**Task to carry out:** Could you continue the mailing-list thread about sitemap processors, picking up right after its last sentence?

**Article:**

╔══

Posted by Carsten Ziegeler <cz...@apache.org>.

Daniel Fagerstrom wrote:
> Are you using so many sitemap processors so that becomes a problem? We 
> have something like that today. The tree processor is configured as a 
> component, or will a Spring bean configuration be much more verbose?
No, the spring bean config might look the same (more or less). Perhaps
we could even use spring templates to simplify (don't know yet, I have
to look into that).
Anyway, my idea is to not use mount (= sub sitemaps) anymore. So I guess
I will end up with several sitemap processors. I think we should remove
the concept of sub sitemaps completly (this would make our code much
more cleaner) as you never really know which sitemap processes what. And
with this new processor concept we don't need it anymore.

> 
> Irrespectively of if the bean configuration becomes verbose or not, it 
> will help us towards better modularization. Each block, or rather each 
> sample block, can contribute its sitemap as a sitemap processor that is 
> configured in its bean configuration. In this way we get rid of the 
> sitemap copying part of the deployer.
Yes, definitly true. So let's try this way.

Carsten
-- 
Carsten Ziegeler - Open Source Group, S&N AG
http://www.s-und-n.de
http://www.osoco.org/weblogs/rael/

Re: [2.2] New processor interface/approach

Posted by Daniel Fagerstrom <da...@nada.kth.se>.

Carsten Ziegeler skrev:
> Daniel Fagerstrom wrote:
>   
>> Don't think this is the best way to do it. The current 
>> MountTableProcessor means that you only can mount SitemapProcessor and 
>> no other kinds of controllers, as it explicitly manage the creation of 
>> the SitemapProcessors. IMO it is better to let the component container 
>> (Spring) create the SitemapProcessor (and other processors), then the 
>> MountTableProcessor instead contains an association between uri prefixes 
>> and component ids. And this makes it usable together with any processor 
>> as its not the concern of the MountTableProcessor to create the 
>> processor anymore.
>>     
> Ah, yes, you're right of course. I forgot to mention that I wanted to
> change the
> MountTableProcessor later on to exactly provide that feature.

╚══

**Provided information:**
╔══

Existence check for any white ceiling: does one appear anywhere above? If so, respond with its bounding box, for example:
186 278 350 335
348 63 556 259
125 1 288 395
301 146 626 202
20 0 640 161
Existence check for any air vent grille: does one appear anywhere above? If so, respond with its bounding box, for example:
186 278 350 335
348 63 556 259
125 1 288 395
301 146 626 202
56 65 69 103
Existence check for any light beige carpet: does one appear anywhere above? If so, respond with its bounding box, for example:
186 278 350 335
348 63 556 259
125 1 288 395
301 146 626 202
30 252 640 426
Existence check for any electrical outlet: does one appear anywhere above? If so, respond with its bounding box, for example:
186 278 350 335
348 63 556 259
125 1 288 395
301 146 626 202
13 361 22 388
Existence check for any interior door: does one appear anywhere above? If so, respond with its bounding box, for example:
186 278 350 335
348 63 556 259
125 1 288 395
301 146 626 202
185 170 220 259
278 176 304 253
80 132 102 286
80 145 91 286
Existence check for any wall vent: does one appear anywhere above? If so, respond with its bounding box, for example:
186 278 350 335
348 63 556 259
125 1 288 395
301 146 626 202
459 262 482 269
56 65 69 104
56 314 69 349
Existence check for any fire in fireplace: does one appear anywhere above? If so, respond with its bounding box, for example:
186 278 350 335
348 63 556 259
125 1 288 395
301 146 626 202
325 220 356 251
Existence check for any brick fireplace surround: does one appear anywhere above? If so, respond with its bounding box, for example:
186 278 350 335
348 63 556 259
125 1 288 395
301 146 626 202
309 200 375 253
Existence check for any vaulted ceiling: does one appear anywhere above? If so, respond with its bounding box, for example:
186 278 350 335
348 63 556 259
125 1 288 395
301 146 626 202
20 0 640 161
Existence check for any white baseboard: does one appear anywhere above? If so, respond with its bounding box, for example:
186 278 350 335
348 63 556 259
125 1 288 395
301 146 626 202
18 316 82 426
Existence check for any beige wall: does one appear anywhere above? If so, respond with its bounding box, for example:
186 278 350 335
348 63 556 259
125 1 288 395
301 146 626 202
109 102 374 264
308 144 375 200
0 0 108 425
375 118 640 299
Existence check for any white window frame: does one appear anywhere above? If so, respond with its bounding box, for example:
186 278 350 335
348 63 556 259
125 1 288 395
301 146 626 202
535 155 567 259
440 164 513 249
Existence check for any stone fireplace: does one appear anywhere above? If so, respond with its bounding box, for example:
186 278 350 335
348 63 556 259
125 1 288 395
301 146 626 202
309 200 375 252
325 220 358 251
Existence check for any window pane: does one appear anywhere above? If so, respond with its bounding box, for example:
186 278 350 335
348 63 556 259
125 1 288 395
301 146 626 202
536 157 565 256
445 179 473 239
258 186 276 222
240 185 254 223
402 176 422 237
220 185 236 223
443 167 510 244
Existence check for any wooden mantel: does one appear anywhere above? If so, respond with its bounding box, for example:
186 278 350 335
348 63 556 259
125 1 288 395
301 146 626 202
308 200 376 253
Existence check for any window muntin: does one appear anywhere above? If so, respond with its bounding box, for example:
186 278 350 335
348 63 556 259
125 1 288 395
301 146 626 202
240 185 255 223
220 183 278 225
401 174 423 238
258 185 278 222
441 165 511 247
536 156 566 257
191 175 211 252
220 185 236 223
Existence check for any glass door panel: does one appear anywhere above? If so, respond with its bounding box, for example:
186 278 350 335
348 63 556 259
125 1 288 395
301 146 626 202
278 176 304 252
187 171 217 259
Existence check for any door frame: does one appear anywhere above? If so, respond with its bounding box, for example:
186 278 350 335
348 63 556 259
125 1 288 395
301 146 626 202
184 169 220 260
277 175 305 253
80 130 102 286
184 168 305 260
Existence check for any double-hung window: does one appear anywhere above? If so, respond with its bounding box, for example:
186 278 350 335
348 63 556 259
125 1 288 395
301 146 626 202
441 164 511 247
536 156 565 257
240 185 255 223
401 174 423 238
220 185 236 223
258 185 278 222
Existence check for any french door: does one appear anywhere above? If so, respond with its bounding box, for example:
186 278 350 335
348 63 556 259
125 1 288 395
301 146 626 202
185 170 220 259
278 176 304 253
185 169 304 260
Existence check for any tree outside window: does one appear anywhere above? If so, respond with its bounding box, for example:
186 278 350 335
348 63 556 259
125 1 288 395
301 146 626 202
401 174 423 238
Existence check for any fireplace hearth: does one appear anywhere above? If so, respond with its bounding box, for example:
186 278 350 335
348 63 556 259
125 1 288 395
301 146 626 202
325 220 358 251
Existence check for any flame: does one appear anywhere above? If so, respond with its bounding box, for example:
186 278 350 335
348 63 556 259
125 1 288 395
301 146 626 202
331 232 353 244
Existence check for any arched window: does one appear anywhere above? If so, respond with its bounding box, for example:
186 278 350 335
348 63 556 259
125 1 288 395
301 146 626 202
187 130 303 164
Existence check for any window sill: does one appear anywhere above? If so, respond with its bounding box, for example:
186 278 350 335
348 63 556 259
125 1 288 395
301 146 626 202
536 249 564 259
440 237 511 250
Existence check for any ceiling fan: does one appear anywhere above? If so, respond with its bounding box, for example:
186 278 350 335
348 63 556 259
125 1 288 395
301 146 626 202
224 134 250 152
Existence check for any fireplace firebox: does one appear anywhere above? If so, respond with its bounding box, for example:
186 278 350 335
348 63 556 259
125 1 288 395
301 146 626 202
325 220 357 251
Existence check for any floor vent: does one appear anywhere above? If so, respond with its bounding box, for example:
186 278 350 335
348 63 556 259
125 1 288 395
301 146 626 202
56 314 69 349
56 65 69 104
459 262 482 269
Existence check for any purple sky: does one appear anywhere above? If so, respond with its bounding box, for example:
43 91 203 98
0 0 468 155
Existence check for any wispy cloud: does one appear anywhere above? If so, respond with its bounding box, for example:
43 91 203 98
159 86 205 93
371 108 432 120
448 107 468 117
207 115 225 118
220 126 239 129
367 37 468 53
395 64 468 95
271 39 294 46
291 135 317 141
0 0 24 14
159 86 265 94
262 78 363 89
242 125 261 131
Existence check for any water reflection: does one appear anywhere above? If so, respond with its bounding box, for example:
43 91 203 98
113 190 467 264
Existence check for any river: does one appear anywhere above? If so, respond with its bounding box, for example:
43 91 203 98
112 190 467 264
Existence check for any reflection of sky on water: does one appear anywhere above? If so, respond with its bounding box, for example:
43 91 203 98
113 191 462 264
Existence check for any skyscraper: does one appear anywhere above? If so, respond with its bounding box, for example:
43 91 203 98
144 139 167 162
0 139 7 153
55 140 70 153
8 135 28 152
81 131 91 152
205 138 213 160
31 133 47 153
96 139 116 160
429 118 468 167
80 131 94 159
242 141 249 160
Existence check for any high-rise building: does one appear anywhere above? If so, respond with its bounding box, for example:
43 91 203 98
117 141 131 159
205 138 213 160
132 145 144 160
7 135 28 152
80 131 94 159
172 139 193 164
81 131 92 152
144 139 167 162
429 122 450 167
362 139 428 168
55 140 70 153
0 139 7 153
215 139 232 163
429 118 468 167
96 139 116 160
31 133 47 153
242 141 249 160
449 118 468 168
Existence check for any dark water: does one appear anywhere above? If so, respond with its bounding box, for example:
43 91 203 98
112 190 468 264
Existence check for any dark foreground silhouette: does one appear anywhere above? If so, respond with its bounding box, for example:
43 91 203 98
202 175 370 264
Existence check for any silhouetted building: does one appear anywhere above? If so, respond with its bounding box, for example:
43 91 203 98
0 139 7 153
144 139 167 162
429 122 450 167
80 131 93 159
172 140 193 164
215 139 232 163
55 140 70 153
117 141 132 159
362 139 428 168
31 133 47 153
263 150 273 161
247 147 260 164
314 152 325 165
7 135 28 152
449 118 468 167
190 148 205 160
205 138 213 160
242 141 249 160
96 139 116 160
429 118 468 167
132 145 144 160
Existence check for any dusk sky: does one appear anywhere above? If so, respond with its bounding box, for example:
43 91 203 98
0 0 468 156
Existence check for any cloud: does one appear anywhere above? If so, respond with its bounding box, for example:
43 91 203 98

╚══

**Answer:**
>   
Great.

>> Also it makes the path to the sitemap for a specific SitemapProcessor a 
>> concern for the configuration of the SietmapProcessor rather than the 
>> configuration of the MountTableProcessor. Much better SoC IMO.
>>     
> Yes, true - unfortunately the configuration gets a little bit
> complicated as you then have to add each and every sitemap processor as
> a bean in spring instead of using a generic approach.
>   
Are you using so many sitemap processors so that becomes a problem? We 
have something like that today. The tree processor is configured as a 
component, or will a Spring bean configuration be much more verbose?

Irrespectively of if the bean configuration becomes verbose or not, it 
will help us towards better modularization. Each block, or rather each 
sample block, can contribute its sitemap as a sitemap processor that is 
configured in its bean configuration. In this way we get rid of the 
sitemap copying part of the deployer.

/Daniel

Re: [2.2] New processor interface/approach

Posted by Carsten Ziegeler <cz...@apache.org>.

Daniel Fagerstrom wrote:
> Don't think this is the best way to do it. The current 
> MountTableProcessor means that you only can mount SitemapProcessor and 
> no other kinds of controllers, as it explicitly manage the creation of 
> the SitemapProcessors. IMO it is better to let the component container 
> (Spring) create the SitemapProcessor (and other processors), then the 
> MountTableProcessor instead contains an association between uri prefixes 
> and component ids. And this makes it usable together with any processor 
> as its not the concern of the MountTableProcessor to create the 
> processor anymore.
Ah, yes, you're right of course. I forgot to mention that I wanted to
change the
MountTableProcessor later on to exactly provide that feature.

> Also it makes the path to the sitemap for a specific SitemapProcessor a 
> concern for the configuration of the SietmapProcessor rather than the 
> configuration of the MountTableProcessor. Much better SoC IMO.
Yes, true - unfortunately the configuration gets a little bit
complicated as you then have to add each and every sitemap processor as
a bean in spring instead of using a generic approach.

Carsten
-- 
Carsten Ziegeler - Open Source Group, S&N AG
http://www.s-und-n.de
http://www.osoco.org/weblogs/rael/

Re: [2.2] New processor interface/approach

Posted by Daniel Fagerstrom <da...@nada.kth.se>.

Carsten Ziegeler skrev:
> Sylvain Wallez wrote:
>   
>> However, a few remarks:
>> - how is Processor different from Servlet?
>>     
> The interface is similar. The difference is configuration and who
> manages the component. If a processor is a component we can use all nice
> features of spring for that and I think the configuration is nicer.
> Things like changing the configuration at runtime should be easier as
> well as you don't have to modify the web.xml.
>   
Servlet is just an interface, no one prevents you from managing a 
component that implements Servlet in Spring. And as you rather often is 
going to need a Servlet context or configuration within a Processor, you 
end up pretty close to Servlet anyway.

The advantage to use the Servlet interface is that we give the users 
greater flexibility in reusing the various controllers that we might 
implement.

But as said before, we can evaluate the consequences when you have 
implemented a little bit more. It shouldn't be much work to change to 
Servlet, if that is a better idea.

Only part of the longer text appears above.